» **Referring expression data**

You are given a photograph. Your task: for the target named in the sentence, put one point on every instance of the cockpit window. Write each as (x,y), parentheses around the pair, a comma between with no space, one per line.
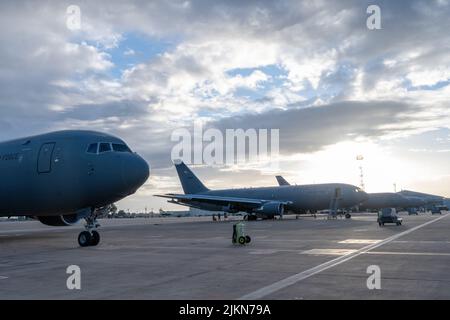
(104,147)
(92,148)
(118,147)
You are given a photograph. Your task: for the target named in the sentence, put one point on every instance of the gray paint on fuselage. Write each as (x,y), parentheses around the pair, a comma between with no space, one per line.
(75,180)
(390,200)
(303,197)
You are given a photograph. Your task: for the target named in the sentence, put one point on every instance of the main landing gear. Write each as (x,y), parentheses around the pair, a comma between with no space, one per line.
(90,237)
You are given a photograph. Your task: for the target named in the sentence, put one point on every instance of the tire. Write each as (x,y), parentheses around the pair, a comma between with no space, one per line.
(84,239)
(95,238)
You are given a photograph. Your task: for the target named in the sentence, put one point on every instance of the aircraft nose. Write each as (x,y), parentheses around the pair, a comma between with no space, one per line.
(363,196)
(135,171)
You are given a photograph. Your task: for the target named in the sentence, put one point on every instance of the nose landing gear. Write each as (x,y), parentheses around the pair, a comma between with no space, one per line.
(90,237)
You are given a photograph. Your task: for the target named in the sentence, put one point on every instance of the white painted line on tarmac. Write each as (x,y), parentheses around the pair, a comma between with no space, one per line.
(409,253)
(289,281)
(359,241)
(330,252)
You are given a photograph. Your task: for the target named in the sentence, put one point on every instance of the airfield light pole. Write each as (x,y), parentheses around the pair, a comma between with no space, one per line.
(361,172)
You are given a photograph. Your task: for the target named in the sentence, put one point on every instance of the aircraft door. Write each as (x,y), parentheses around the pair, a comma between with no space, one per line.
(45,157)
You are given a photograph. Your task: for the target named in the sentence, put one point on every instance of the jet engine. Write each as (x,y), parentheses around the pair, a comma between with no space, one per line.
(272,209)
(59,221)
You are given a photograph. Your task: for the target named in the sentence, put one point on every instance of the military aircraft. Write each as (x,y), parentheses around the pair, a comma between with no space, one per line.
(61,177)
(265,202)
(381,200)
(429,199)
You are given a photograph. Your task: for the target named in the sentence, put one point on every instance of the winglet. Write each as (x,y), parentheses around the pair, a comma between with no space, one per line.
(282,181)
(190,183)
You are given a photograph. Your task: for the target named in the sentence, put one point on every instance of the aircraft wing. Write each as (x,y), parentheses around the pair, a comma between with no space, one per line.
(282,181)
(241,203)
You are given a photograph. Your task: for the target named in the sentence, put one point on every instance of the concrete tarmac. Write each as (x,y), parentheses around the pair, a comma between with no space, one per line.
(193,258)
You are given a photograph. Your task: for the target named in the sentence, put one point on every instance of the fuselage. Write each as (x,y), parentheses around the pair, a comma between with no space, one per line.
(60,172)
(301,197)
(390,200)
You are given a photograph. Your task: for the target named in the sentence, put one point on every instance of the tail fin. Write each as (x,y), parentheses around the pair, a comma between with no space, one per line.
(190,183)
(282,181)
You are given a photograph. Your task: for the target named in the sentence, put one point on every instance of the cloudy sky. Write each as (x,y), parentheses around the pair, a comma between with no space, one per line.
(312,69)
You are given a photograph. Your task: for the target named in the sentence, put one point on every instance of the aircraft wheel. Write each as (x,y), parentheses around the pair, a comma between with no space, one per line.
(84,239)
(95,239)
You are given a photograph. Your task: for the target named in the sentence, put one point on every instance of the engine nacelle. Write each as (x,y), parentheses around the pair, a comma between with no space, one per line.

» **Task goal**
Will you restate every entry word for word and omit the images?

» **Expected output**
You are given a photograph. Your task: for the target named in the sentence, put one point on every instance of the cockpit window. Write each as (x,y), parentheses around the pair, a comma between with no space, one per line.
(104,147)
(92,148)
(118,147)
You are given a photograph. Your task: for the target named in the sentence, put one point on every instance of the gray paint on fuselage. Write each as (x,y), parentheses around the pair, a comma between with no space, one per line.
(75,180)
(390,200)
(303,197)
You are given a photograph. Your task: for the target named in the sentence, put one point on every instance of the main landing gear. Write each as (x,y), parentheses around the pair, a comma between with no space, one per line.
(90,237)
You are given a photograph. Your task: for the target named in the sentence, put one point on every instance of the tire. Write each as (x,y), parentheses around the pair, a comma between with no space, one per line.
(84,239)
(95,238)
You are given a photograph. Your task: for the target named in the sentence, put one point on every instance of the aircraft nose. Write each as (x,y), parentheses around the pair, a comma between with no space, one per line.
(363,196)
(135,171)
You are given a photograph. Your task: for the target named in the sentence, put one point on every instance of the nose landing gear. Write each as (x,y), parentheses around the pair, a comma between with no space, one per line.
(90,237)
You are given a photograph. Your task: for the target named in the sentence, put one point on every instance of the white painted line on tarmac. Write each as (x,y), parentheses around the pair, a comma between with no space, one per line.
(409,253)
(289,281)
(359,241)
(330,252)
You are given a photograph. Your task: for the target named in the sentence, put one point on every instance of the airfield light pole. Write each as (x,y), parentheses around the pair, a comma between with no space, one per line.
(361,172)
You are given a photograph. Your task: for the target named in the sentence, put one point on every instance of the aircraft door. Write each as (x,y), parentheses around the pair, a comma between with no space, one per line.
(45,157)
You are given a photograph. Your task: for the target named in the sentence, put one point on every instance of the jet engine. Write each as (x,y), parentheses around the pair, a comma between with no space, one per line.
(272,209)
(59,221)
You are given a photograph. Your task: for the target named in the sentence, put one point on every instance of the military aircraft. Write each as (x,y), parentheses around the pair, a comma between with no space, one per line.
(61,177)
(265,202)
(381,200)
(429,199)
You are given a photograph. Your task: for the target named in the sentence, put one point on every instance of the winglet. Write each as (x,y), parentheses around the pair, a comma between with no space, one per line.
(282,181)
(190,183)
You are given a photograph. Your task: for the target named in the sentence, put one point on every instance of the aircraft wing. Write each as (x,y), parentheses around the pair, a comma between with no space, one per line.
(282,181)
(241,203)
You are given a photograph. Your task: for the target named in the sentence, put one point on every instance of the concrete tarmac. Write each as (x,y), parentheses around the pair, a comma between with no space, one per line.
(193,258)
You are given a photograph. Your task: for the target named in the sentence, put one point on every instance of the fuselage. Write each as (x,y), parentheses around the pair, a comma between with no space, one per line.
(60,172)
(301,197)
(390,200)
You are given a photograph. Your task: for the target named in the sentence, put one point on every instance of the tail fin. Write each as (x,y), parentheses around the pair, a comma between with no space, one per line.
(190,183)
(282,181)
You are given a photograph. Your task: for the target named in the sentence, put one point on every instance of the cloudy sky. Write each as (x,y), parentheses around the pair, a comma between with no space, one per line.
(312,69)
You are given a photograph. Your task: for the target named in the sentence, put one point on every instance of the aircraft wheel. Write each as (x,y), parentheses around the pair, a comma between with no space, one per line.
(84,239)
(95,239)
You are given a photograph. Your task: for the target named in the sentence, put one point on every instance of the engine nacelle. Write each as (x,y), parentheses around the pair, a comma between with no space, one per line.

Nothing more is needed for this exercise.